Aumento da produtividade na pecuária é realidade ou propaganda?

Após revisar os dados históricos em sua base, a Athenagro reafirma a confiança na metodologia adotada para embasar os números da pecuária brasileira

Em diversos trabalhos apresentados, abordamos o avanço da produtividade da pecuária ao longo dos anos. Dada a projeção de alguns estudos conduzido por aqui, temos sido constantemente questionados sobre nossas conclusões e dados que apresentamos.

A partir do cruzamento de dados oficiais com outros estudos e pesquisas, analisamos o ganho de produtividade da pecuária para chegar à afirmação, por exemplo, de que o aumento da produtividade entre 1990 e 2019 foi próximo de 170%, evitando que houvesse o desmatamento de outros 270 milhões de hectares.

O raciocínio é simples e o número é obtido a partir do cálculo da área que seria necessária para produzir a mesma quantidade atual de carne com o nível de produtividade de 1990.

Embora a Athenagro mantenha essa análise anualmente, a primeira iniciativa partiu do pesquisador da Embrapa, Geraldo Martha Jr, que usou os dados censitários para defender a conclusão de que o crescimento da pecuária nos últimos anos é explicado pela produtividade e não pelo aumento da área. Nesse caso, no entanto, é fundamental que se trabalhe com dados censitários ou obtidos a partir de metodologias rigorosas de pesquisas. Por essa razão que não há uma atualização frequente.

Na Athenagro, atualizamos anualmente as bases e mantemos uma divulgação frequente das conclusões próximas às obtidas por Martha Jr.

É natural que haja questionamentos por parte de clientes ou usuários de publicações contratadas, como é o caso do Perfil da Pecuária Brasileira, editado anualmente pela Abiec (Associação Brasileira das Indústrias Exportadoras de Carne).

Para defender as nossas análises, resumimos o histórico do rebanho nacional pelos Censos Agropecuários realizado ao longo de 100 anos.

Em 1920, o rebanho brasileiro totalizou 32 milhões de cabeças, crescendo até 153 milhões de cabeças identificadas no Censo de 1995.  Depois de uma queda observada no Censo de 2006, o rebanho voltou a subir para 172,7 milhões de cabeças em 2017. Vale lembrar que o Censo de 2006 gerou muitas dúvidas e questionamentos explicados por diversos fatores.
== == ==
[EXERCÍCIO ESCRITO 1]:
Converta as entradas, começando no início delas e terminando na linha que contém "121), (98, 168)]", em um CSV de duas colunas chamadas "enunciado" e "resposta", com uma linha para cada entrada, cada valor em um único campo entre aspas e as quebras de linha trocadas por espaços. Deixe as imagens de fora da resposta.
O texto sobre a produtividade da pecuária e as entradas a seguir têm origens diferentes.

[DADOS DE ENTRADA]:
== == ==
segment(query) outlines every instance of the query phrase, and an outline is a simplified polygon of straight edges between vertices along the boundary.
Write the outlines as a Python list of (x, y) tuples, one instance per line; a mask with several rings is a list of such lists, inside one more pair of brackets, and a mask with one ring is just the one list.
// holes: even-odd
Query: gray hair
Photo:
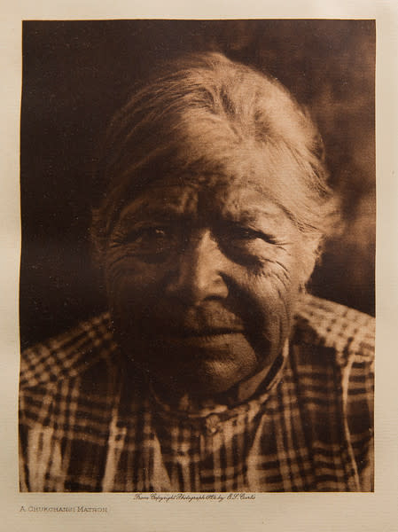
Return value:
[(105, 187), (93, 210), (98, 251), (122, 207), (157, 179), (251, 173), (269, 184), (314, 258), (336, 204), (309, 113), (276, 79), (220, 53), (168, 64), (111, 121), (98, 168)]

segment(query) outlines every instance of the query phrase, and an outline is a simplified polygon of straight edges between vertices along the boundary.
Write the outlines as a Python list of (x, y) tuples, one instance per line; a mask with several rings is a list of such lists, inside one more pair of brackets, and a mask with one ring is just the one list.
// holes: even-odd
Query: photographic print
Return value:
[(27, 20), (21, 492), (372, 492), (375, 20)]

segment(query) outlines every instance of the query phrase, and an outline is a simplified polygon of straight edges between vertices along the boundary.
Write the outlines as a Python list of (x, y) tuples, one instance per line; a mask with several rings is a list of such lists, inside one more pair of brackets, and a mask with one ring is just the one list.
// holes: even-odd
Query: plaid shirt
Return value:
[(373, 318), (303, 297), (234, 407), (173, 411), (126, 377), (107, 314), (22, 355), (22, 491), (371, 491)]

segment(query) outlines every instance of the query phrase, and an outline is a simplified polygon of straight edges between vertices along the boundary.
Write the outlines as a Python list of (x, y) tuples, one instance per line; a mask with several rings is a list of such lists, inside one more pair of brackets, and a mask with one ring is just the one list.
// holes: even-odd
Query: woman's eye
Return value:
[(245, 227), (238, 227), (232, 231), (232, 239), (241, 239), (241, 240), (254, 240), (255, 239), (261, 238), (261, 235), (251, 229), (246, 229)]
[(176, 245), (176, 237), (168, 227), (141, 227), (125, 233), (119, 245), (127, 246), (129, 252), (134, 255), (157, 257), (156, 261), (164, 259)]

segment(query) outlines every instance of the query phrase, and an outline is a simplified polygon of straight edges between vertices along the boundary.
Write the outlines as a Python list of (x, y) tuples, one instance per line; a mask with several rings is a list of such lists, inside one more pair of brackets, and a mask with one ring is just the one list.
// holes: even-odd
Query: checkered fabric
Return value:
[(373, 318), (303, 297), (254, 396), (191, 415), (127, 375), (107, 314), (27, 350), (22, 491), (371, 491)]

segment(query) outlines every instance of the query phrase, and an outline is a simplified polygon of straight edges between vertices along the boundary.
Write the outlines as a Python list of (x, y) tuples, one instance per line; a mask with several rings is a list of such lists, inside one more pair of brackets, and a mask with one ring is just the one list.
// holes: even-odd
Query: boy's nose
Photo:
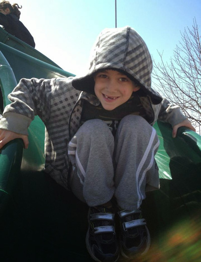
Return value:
== == ==
[EXERCÍCIO ESCRITO 2]:
Transcreva sem alterações o trecho do texto sobre a produtividade da pecuária começando em "É natural que" e terminando em "por diversos fatores.".

[RESPOSTA FINAL 1]:
enunciado,resposta
"segment(query) outlines every instance of the query phrase, and an outline is a simplified polygon of straight edges between vertices along the boundary. Write the outlines as a Python list of (x, y) tuples, one instance per line; a mask with several rings is a list of such lists, inside one more pair of brackets, and a mask with one ring is just the one list. // holes: even-odd Query: gray hair Photo: Return value:","[(105, 187), (93, 210), (98, 251), (122, 207), (157, 179), (251, 173), (269, 184), (314, 258), (336, 204), (309, 113), (276, 79), (220, 53), (168, 64), (111, 121), (98, 168)]"

[RESPOSTA FINAL 2]:
É natural que haja questionamentos por parte de clientes ou usuários de publicações contratadas, como é o caso do Perfil da Pecuária Brasileira, editado anualmente pela Abiec (Associação Brasileira das Indústrias Exportadoras de Carne).

Para defender as nossas análises, resumimos o histórico do rebanho nacional pelos Censos Agropecuários realizado ao longo de 100 anos.

Em 1920, o rebanho brasileiro totalizou 32 milhões de cabeças, crescendo até 153 milhões de cabeças identificadas no Censo de 1995.  Depois de uma queda observada no Censo de 2006, o rebanho voltou a subir para 172,7 milhões de cabeças em 2017. Vale lembrar que o Censo de 2006 gerou muitas dúvidas e questionamentos explicados por diversos fatores.